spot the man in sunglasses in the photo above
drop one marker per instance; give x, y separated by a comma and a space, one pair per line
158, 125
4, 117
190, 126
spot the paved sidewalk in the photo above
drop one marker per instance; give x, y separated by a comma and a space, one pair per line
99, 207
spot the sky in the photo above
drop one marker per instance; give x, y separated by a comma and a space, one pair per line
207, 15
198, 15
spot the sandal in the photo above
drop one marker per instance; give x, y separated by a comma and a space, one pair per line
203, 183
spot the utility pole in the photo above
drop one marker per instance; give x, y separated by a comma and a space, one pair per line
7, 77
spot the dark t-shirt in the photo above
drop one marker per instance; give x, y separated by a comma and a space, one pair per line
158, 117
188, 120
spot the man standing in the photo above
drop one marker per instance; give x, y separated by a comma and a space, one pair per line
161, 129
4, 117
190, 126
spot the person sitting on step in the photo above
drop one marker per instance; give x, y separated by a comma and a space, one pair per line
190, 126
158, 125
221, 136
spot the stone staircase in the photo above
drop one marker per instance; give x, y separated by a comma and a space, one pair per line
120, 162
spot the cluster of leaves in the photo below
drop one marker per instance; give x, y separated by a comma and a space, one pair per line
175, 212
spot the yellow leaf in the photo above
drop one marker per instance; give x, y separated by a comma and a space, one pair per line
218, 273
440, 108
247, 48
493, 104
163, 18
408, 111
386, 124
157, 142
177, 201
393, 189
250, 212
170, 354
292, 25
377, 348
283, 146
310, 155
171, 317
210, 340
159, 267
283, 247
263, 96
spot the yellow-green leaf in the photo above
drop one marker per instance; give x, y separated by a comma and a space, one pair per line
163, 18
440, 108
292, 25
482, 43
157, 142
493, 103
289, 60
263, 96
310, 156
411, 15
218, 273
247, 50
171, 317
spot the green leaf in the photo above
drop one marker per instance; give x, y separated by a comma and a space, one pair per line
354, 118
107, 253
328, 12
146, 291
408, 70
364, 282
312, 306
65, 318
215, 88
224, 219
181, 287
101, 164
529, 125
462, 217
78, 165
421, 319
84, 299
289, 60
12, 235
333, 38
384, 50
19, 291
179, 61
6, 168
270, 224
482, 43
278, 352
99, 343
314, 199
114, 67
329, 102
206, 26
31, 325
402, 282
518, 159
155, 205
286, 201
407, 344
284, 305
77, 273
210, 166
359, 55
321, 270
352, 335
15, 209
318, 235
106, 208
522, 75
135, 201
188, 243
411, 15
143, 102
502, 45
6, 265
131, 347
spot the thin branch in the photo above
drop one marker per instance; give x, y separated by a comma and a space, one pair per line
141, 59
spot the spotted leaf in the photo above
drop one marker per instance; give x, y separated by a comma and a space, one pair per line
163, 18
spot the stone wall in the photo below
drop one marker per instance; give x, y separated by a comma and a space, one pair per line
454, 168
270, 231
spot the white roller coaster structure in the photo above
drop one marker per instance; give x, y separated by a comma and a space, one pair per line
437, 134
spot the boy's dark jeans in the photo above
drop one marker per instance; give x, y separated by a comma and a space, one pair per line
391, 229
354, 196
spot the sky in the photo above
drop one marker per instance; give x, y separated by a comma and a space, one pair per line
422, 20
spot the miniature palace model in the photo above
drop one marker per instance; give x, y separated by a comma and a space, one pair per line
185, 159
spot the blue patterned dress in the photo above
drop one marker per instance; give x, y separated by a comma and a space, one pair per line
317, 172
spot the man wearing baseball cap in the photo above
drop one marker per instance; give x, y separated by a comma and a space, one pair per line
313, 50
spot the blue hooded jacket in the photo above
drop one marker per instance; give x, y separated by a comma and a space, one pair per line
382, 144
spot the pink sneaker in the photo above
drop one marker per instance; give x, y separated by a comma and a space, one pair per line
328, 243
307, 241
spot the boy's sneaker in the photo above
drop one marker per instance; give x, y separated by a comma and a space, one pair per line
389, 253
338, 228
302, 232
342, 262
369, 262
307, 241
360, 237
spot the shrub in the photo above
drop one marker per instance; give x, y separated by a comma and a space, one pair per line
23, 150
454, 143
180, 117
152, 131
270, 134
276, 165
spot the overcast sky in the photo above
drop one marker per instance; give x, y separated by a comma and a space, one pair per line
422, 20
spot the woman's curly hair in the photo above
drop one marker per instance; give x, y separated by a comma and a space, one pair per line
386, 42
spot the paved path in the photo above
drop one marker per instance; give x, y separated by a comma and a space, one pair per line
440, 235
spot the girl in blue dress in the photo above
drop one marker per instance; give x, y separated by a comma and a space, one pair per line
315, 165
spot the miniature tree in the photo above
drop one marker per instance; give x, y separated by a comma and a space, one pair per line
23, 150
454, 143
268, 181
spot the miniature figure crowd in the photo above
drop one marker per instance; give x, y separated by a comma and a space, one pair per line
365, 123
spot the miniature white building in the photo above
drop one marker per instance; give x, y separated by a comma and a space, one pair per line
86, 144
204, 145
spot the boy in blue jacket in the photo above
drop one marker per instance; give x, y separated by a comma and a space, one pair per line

—————

Every record above should be output exactly.

spot the man in sunglasses in the photo above
drop one marker per instance; give x, y separated by a comma and a space, one pair per line
158, 125
4, 117
190, 126
spot the paved sidewalk in the photo above
drop one marker per instance; give x, y separated by a comma and a space, one pair per line
99, 207
spot the sky in the photo above
drop one marker per instance; give x, y separated by a comma and a space, one pair per line
207, 15
198, 15
spot the sandal in the photo above
drop one marker per instance; give x, y separated by a comma and a space, one pair per line
203, 183
spot the utility pole in the photo above
drop one marker per instance; give x, y separated by a comma and a space, one pair per line
7, 77
spot the dark t-shirt in the photo above
drop one marker per instance; give x, y separated by a comma and a space, one pair per line
158, 117
188, 120
spot the man standing in the photo above
drop one marker per instance; give x, y separated by a comma and a space, one pair per line
161, 129
4, 117
190, 126
spot the person sitting on step in the photo above
drop one marker per instance; give x, y separated by a comma and a space, one pair per line
190, 126
158, 125
221, 136
spot the stone staircase in the photo above
drop one marker per instance; give x, y separated by a comma and a space, one pair per line
120, 162
spot the cluster of leaves in the photo below
drop one marker per instance; give x, y separated by a comma and a space, one pair per line
175, 212
spot the yellow leaf in the photo above
drop one marker per instance; give x, y separated by a comma and a space, one pair per line
218, 273
440, 108
247, 48
493, 104
163, 18
408, 111
386, 124
157, 142
177, 201
393, 189
250, 212
170, 354
292, 25
377, 348
283, 146
310, 155
171, 317
210, 340
159, 267
283, 247
263, 96
spot the yellow-green leaf in the photo above
drop one marker per instance; give x, y separated by a comma and a space, one pair per line
163, 18
440, 108
292, 25
482, 43
157, 142
493, 103
289, 60
263, 96
310, 156
411, 15
218, 273
247, 50
171, 317
spot the green leaf in the photo above
drop one marker per instance; give x, y separated by a comma and a space, one pair per line
354, 118
107, 253
328, 12
146, 291
408, 70
364, 282
312, 306
65, 318
215, 88
224, 219
181, 287
101, 164
529, 125
462, 217
78, 165
421, 319
84, 299
289, 60
12, 235
333, 38
384, 50
19, 291
179, 61
6, 168
270, 224
482, 43
278, 352
99, 343
314, 199
114, 67
329, 102
206, 26
31, 325
402, 282
518, 159
155, 205
286, 201
407, 344
284, 305
77, 273
210, 166
359, 55
321, 270
352, 335
15, 209
318, 235
106, 208
522, 75
135, 201
188, 243
411, 15
143, 102
502, 45
6, 265
131, 347
spot the thin branch in the photo above
drop one marker per instance; give x, y separated by a comma and a space, one pair per line
141, 59
spot the spotted leaf in the photo above
drop one marker per instance; give x, y separated by a comma and a space, one pair per line
163, 18
spot the stone wall in the photo below
drop one marker per instance; give x, y separated by a comma and a space, one pair per line
454, 168
270, 231
spot the white roller coaster structure in the photo above
drop one marker per instance; give x, y separated by a comma and a space, one pair per line
437, 134
spot the boy's dark jeans in the photo above
drop one marker per instance; give x, y separated by a comma and a space, one pair per line
391, 229
354, 196
spot the sky in the photo above
drop one marker per instance; give x, y separated by a comma and a space, one pair per line
422, 20
spot the miniature palace model in the photo above
drop one marker per instance; give x, y separated by a comma and a space, one pair per line
185, 159
spot the blue patterned dress in the photo above
drop one marker per instance; give x, y separated by a comma and a space, one pair per line
317, 172
spot the man wearing baseball cap in the photo above
drop one marker per instance; give x, y separated by a comma and a space, one pair per line
313, 50
spot the blue hooded jacket in the photo above
drop one marker per instance; give x, y separated by a comma and a space, one pair per line
382, 144
spot the pink sneaker in the photo above
drop one marker per instance; give x, y separated by a comma and a space, one pair per line
328, 243
307, 241
spot the boy's sneaker in the photo above
drop one marker per instance; give x, y separated by a comma and a space, one pair per line
389, 253
338, 228
302, 232
342, 262
369, 262
307, 241
360, 237
spot the shrub in the photo above
drop one marker per instance; give x, y separated by a comma and a space, one pair per line
23, 150
454, 143
180, 117
152, 131
270, 134
276, 165
spot the overcast sky in the photo above
drop one marker per instance; give x, y separated by a comma and a space, one pair per line
422, 20
spot the woman's curly hair in the photo above
drop one marker per instance; give x, y separated by a comma and a space, one pair per line
386, 42
spot the paved path in the photo above
drop one marker per instance; give x, y separated by a comma and a space, one pair per line
440, 235
spot the girl in blue dress in the photo above
drop one marker per instance; give x, y separated by a comma and a space, one pair per line
315, 165
spot the miniature tree in the photo above
drop one marker per instance; give x, y separated by a comma and a space, one pair per line
23, 150
454, 143
268, 181
spot the miniature figure crowd in the photo above
drop one marker per instance; give x, y separated by a comma and a space, one pair per line
365, 123
spot the miniature white building in the photo above
drop one marker per instance; give x, y separated by a comma and a space, one pair per line
86, 144
204, 145
spot the boy in blue jacket in the photo above
drop one marker per instance; give x, y separated by a comma and a space, one pair per line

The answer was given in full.